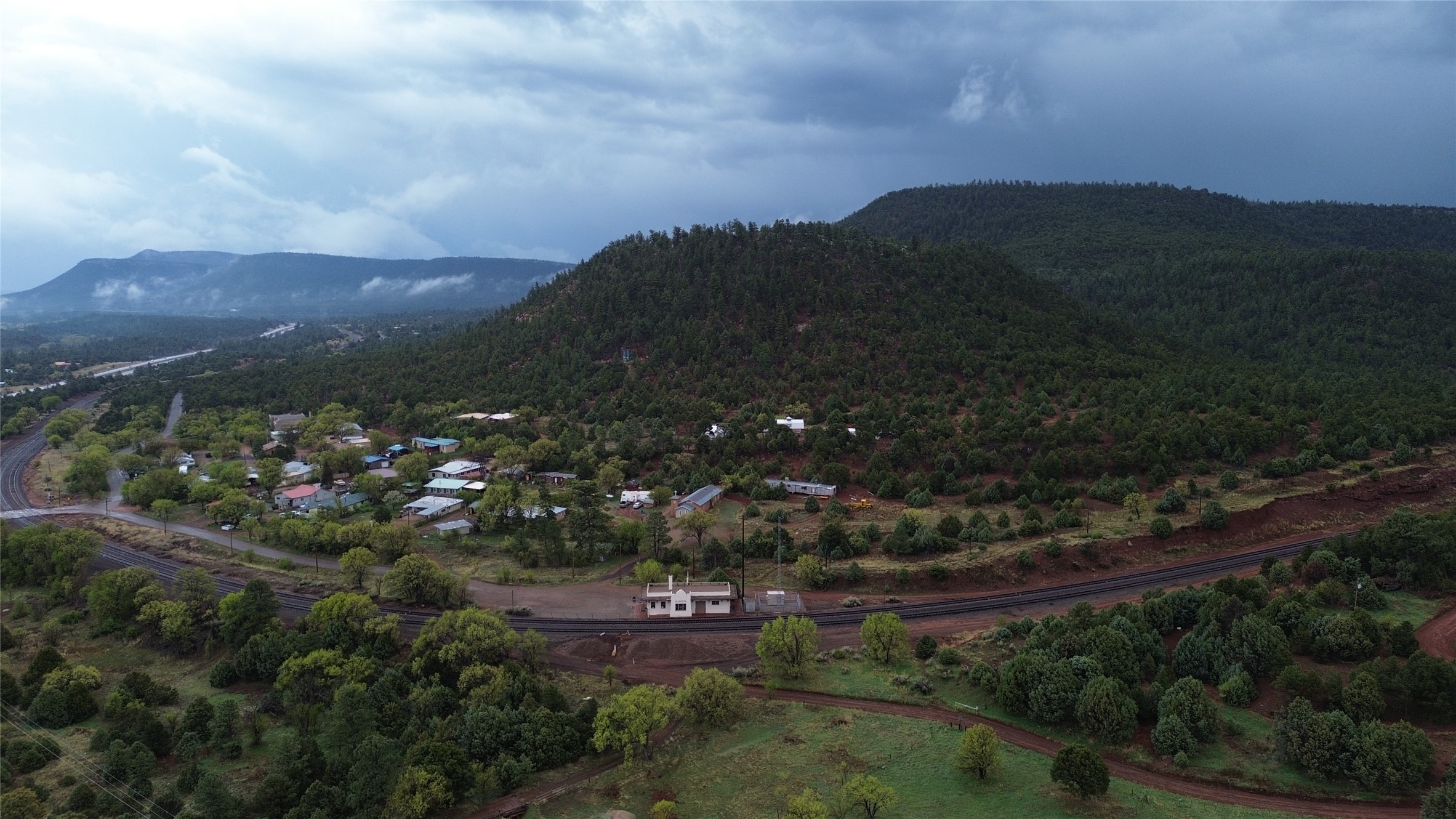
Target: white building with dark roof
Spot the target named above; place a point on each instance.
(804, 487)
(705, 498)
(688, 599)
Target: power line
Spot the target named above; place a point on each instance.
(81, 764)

--

== PROMPT ==
Rewrite all the records with "Spot" replaced by "Locate" and everything else left as it is, leaving out the pictures.

== COMPLETE OUTPUT ==
Target: white building with dark roof
Locate the target named above; place a point on each instance.
(804, 487)
(705, 498)
(688, 599)
Target: power line
Locate the target named above; place a point on each instance.
(81, 764)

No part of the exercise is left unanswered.